- EXERCISE PASSAGE:
Within critical anthropological reflections on medicine, one of the most influential distinctions is that proposed by Arthur Kleinman (1980; 1988), later developed by scholars such as Byron Good (1994) and Margaret Lock & Vinh-Kim Nguyen (2010), between disease, illness, and sickness.
These three categories do not simply describe different aspects of illness, but rather reveal distinct epistemic regimes which, in contemporary societies, tend to become increasingly separated, generating profound fractures in both the experience of living and the practice of healing.

Disease refers to illness as defined by biomedicine: an objective alteration of biological functioning, identifiable through clinical signs, laboratory tests, and diagnostic protocols. It is illness that is measurable, classifiable, and treatable. In this sense, disease is the product of a form of knowledge that, as Foucault (1963) has shown, is grounded in a regime of visibility that renders the body legible as an anatomical object, while silencing the lived dimension.

Illness, by contrast, refers to the subjective experience of being unwell: what the person feels, narrates, and interprets. It encompasses pain, fear, and disorientation, as well as the attempt to assign meaning to what is happening. As Kleinman emphasizes, “illness is what the patient brings with them into the doctor’s office” (The Illness Narratives, 1988).
Byron Good (1994) has shown how this dimension is narratively structured: illness becomes an embodied story, a process through which the subject seeks to recompose the rupture between self and world.

Finally, sickness refers to the social dimension of illness: the way a society recognizes, legitimizes, and manages a pathological condition. It includes norms, roles, expectations, as well as inequalities and power dynamics that determine who is considered ill, who has access to care, and under what conditions. In this sense, sickness is deeply intertwined with the processes of medicalization and biopolitics described by Foucault (1976), as well as with the institutional and global logics analyzed by Lock and Nguyen (2010).

- WHAT THIS EXERCISE ASKS:
1. In the passage on disease, illness, and sickness, which scholar first proposed the distinction among the three categories?
2. Rewrite the paragraph of the passage on disease, illness, and sickness that begins "Finally, sickness refers" as a short bulleted list that keeps its main facts.
3. From the passage on disease, illness, and sickness, copy word for word the part that opens with the words containing "Disease refers to" and closes with "the lived dimension.".

- DATASET EXCERPTS:
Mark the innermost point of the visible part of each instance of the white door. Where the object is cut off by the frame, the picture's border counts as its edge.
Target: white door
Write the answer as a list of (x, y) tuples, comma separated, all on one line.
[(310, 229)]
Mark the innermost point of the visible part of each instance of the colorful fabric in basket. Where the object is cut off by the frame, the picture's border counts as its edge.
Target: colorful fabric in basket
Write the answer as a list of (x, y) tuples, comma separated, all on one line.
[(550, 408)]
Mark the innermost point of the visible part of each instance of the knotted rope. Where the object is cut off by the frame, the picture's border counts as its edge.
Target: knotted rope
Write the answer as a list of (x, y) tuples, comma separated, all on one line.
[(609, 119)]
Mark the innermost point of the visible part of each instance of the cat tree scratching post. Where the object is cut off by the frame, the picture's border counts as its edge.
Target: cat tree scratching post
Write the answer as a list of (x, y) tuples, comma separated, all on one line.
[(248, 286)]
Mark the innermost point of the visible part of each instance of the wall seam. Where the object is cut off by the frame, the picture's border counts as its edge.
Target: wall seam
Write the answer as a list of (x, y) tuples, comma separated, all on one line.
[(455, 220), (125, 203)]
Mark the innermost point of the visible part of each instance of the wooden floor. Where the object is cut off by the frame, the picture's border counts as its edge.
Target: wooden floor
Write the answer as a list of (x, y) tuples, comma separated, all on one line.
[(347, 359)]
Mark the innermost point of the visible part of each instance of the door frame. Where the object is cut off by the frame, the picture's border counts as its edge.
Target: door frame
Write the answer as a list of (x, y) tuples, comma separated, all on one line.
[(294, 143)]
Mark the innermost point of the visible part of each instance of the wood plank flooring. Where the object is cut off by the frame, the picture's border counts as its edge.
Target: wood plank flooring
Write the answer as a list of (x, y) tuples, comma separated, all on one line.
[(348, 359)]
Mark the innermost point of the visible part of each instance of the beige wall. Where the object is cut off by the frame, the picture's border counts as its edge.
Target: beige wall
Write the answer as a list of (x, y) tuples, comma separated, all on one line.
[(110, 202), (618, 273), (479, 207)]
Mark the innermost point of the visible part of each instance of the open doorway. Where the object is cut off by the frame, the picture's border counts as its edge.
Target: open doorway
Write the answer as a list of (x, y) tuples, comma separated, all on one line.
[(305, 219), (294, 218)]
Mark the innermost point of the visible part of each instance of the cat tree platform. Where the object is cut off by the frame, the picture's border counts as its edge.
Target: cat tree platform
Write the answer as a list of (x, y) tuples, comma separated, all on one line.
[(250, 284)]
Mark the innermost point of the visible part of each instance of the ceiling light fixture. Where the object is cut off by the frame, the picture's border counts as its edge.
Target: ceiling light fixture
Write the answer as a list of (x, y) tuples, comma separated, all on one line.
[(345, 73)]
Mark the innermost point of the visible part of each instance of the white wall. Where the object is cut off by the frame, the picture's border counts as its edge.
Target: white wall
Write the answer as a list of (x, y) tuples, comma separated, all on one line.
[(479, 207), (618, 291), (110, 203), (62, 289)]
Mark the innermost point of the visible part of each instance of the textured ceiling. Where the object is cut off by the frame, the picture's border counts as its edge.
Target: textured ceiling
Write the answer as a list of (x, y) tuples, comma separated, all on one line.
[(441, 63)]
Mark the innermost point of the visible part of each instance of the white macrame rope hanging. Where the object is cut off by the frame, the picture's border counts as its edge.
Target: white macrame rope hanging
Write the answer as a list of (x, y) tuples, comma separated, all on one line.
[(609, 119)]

- REPLIES:
1. Arthur Kleinman.

2.
- Sickness is the social dimension of illness: how a society recognizes, legitimizes, and manages a pathological condition.
- It includes norms, roles, and expectations, along with inequalities and power dynamics that decide who is considered ill, who has access to care, and under what conditions.
- It is closely tied to the medicalization and biopolitics described by Foucault (1976) and to the institutional and global logics analyzed by Lock and Nguyen (2010).

3.
Disease refers to illness as defined by biomedicine: an objective alteration of biological functioning, identifiable through clinical signs, laboratory tests, and diagnostic protocols. It is illness that is measurable, classifiable, and treatable. In this sense, disease is the product of a form of knowledge that, as Foucault (1963) has shown, is grounded in a regime of visibility that renders the body legible as an anatomical object, while silencing the lived dimension.